## Problems to solve
a) Can you return the passage of the mud-plant article that begins at the words "Investigators needed a" and stops after "and dealt with.", word for word?
b) Do these statements agree with the mud-plant article? Answer yes or no for each, quoting the deciding words of the article. (i) The ground cable from the adjacent building was carrying 2A of ground current. (ii) The infrared survey found hot spots in the main switchgear. (iii) The PLCs stopped working when the power went off.
c) Can you write the next part of the mud-plant article, starting after its final sentence?

## Source extract
Investigators needed a number of tools to determine the actual causes of a mysterious electrical problem.
Variable-speed drives (VSDs) turn processing equipment at a plant that makes “mud” (joint compound) for finishing interior drywall. The facility is almost fully automated: It depends on the smooth operation of its electrical system—no hiccups. That hasn’t always been easy to achieve. Here’s an account of a particularly troubling event and how its root cause was uncovered and dealt with.
Experiencing a mysterious event
The power suddenly went off at one of the mud plant’s electrical panels; some outlets went off, others stayed on. Lighting supplied from the same board showed a similar pattern. Because this incident didn’t cause immediate disruption, plant operators were uncertain how long the power was truly off. They only realized there was a problem when they noticed that displays were no longer updating. While the PLCs continued to work, there was no display information to help determine what was happening. The operators eventually discovered that both the server running the SCADA system and the fiber optic switch connecting the PLCs had lost power (both devices are “protected” by a 20-minute UPS).
Power to the circuit was restored before electrical consultants (“the investigators”) arrived at the site. Their preliminary evaluation reveal-ed that a contractor in the adjacent building had, by agreement, fed a ground cable to the ground bar in the affected building. Initial measurements showed that the cable was carrying 2A of ground current. The investigators also discovered that the water pipe—which had numerous cables bonded to it—had eroded due to electrolytic action and was, consequently, leaking.
Conducting a detailed investigation
The first part of the detailed investigation was to measure the ground current on the system. The investigators confirmed, by using an earth ground tester, that there was 2A on the neighboring building’s cable and 1 or 2A on some of the mud plant’s own ground cables. The interconnecting bonds at the ground bar had clearly been installed at different times over many years, resulting in a “rat’s nest” of cables.
The investigators then tried to make measurements of ground current at the building’s ground rods. As is usual in most such cases, understanding a buried ground system is very difficult unless you are prepared to dig and investigate. After a short time, the investigators gave up and decided to look into the ground system at the main breaker outside of the building. They had to suit up in PPE (personal protective equipment) so they could make the measurement. At the same time, while the covers were off the switchgear, they carried out an infrared survey.
The infrared survey showed that the main switchgear and cable connections were running at a completely normal temperature—no hot spots were visible. The investigators then took the opportunity to check the voltage and current harmonics that were present using a three-phase power-quality analyzer. Readings showed very low levels of distortion; the supply looked very clean.

## Record extracts
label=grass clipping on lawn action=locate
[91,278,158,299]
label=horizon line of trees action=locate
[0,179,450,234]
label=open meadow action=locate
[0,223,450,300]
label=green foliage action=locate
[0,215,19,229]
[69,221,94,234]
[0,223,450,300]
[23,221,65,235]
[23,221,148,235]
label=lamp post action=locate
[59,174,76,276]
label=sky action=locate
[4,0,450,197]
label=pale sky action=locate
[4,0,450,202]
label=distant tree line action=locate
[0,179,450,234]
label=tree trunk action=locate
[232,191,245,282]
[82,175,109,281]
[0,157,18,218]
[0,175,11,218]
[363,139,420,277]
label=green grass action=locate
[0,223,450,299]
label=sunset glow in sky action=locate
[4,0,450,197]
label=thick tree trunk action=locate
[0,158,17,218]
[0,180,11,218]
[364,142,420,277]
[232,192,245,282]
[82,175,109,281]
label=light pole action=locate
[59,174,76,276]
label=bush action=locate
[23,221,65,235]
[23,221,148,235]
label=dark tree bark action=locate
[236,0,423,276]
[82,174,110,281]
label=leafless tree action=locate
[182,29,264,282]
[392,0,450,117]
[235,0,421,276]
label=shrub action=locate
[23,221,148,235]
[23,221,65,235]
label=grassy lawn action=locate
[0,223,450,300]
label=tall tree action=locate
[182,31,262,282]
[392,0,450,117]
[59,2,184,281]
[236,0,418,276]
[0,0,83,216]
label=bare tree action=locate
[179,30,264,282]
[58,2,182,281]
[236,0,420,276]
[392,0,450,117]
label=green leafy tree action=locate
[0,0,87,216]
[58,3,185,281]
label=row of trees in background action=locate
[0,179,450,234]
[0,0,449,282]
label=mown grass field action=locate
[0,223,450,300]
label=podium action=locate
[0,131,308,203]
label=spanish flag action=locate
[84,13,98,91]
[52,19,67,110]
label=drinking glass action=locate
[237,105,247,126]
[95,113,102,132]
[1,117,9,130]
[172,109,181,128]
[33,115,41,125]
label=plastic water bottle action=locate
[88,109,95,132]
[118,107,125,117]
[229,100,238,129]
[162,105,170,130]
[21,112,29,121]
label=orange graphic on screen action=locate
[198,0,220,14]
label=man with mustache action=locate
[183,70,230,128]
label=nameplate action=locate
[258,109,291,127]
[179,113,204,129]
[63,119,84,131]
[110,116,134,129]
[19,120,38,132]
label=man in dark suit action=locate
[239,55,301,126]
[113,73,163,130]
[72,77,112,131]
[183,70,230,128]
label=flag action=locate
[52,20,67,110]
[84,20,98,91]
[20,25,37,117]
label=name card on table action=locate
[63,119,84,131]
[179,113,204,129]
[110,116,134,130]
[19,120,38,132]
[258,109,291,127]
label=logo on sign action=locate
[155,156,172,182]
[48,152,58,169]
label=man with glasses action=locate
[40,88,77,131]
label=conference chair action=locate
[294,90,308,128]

## Written answers
a)
Investigators needed a number of tools to determine the actual causes of a mysterious electrical problem.
Variable-speed drives (VSDs) turn processing equipment at a plant that makes “mud” (joint compound) for finishing interior drywall. The facility is almost fully automated: It depends on the smooth operation of its electrical system—no hiccups. That hasn’t always been easy to achieve. Here’s an account of a particularly troubling event and how its root cause was uncovered and dealt with.

b)
(i) Yes: "Initial measurements showed that the cable was carrying 2A of ground current."
(ii) No: "no hot spots were visible."
(iii) No: "While the PLCs continued to work, there was no display information to help determine what was happening."

c)
The investigation continued inside the building—at the service panel where the power had been lost. With the help of a current clamp meter, more details on the ground currents were confirmed. The investigators then decided to disconnect the neighbor’s ground connection. When this was done, the ground currents were measured once again, at which point it was found that the disconnected ground cable was not having any effect on the circuits within the problem building.
The investigating team then elected to carry out an infrared survey on the small distribution transfer in the service closet where the ground bar was located. When they removed the front panel of the transformer, the thermal imager showed hot spots on the transformer connection of phase C. This was the circuit that had failed. The loose connection was so bad that during the survey the connection sparked due to a small disconnection. In response, the investigators arranged to power the local panel down so repairs could be made. This, in turn, caused a disruption in the office facility and the production area because the local displays could no longer connect with the SCADA system.
Eliminating future hiccups
Solving problems related to the mysterious power outage at the mud plant was straightforward: All connections in the transformer needed to be tightened. The panel feeding the transformer was also checked and major issues discovered—more than 50% of the connections were loose. While the neutral was connected to ground at the correct point (according to NEC code), the panel was not properly grounded due to a loose connection on conduit. There also were many supplementary grounds on local circuits, again not in line with code. The main breaker in the panel was cracked and, thus, required immediate replacement.
The investigation that ultimately uncovered the causes of the outage and led to their elimination required several pieces of test equipment. Each tool was used to detect a different aspect of the situation:
- The earth ground clamp meter and the current clamp meter both showed high levels of ground current. Most likely, these results were due to the VFDs in both plants being connected to the same transformer.
- The power-quality analyzer showed that the voltage and current harmonics at the service entrance contained very little distortion.
- The thermographic imager indicated hot spots in an internal distribution transformer on one phase, which was the phase that had previously been exhibiting the problem.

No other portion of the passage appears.